#### [ASSIGNMENT]
Nothing in the entries below may be altered; print them as they stand.

#### [EXERCISE INPUT]
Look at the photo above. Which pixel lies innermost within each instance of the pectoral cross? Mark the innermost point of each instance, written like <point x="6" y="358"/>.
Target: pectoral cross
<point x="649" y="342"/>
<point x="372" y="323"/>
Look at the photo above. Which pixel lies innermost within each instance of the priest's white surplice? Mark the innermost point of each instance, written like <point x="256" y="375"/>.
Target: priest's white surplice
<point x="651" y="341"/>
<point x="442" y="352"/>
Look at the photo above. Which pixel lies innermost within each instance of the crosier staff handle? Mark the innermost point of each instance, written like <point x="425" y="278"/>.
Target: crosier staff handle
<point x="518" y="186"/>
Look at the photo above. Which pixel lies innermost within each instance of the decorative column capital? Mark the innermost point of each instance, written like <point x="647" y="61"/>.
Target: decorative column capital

#### [WRITTEN RESPONSE]
Look at the photo above. Which pixel lies innermost within each instance of the pectoral cross? Mark the innermost point of each instance, written like <point x="6" y="358"/>.
Target: pectoral cross
<point x="649" y="342"/>
<point x="372" y="323"/>
Look at the photo above. Which pixel lies innermost within each instance of the priest's white surplice? Mark the innermost point of each instance, written like <point x="256" y="375"/>.
Target: priest's white surplice
<point x="651" y="341"/>
<point x="442" y="352"/>
Look at the photo above. Which pixel lies innermost within each instance of the crosier staff handle? Mark the innermost point of each instance, written like <point x="425" y="278"/>.
Target: crosier staff handle
<point x="518" y="186"/>
Look at the photo above. Which pixel lies innermost within each instance of the decorative column capital? Mark the innermost point of each instance, written like <point x="647" y="61"/>.
Target: decorative column capital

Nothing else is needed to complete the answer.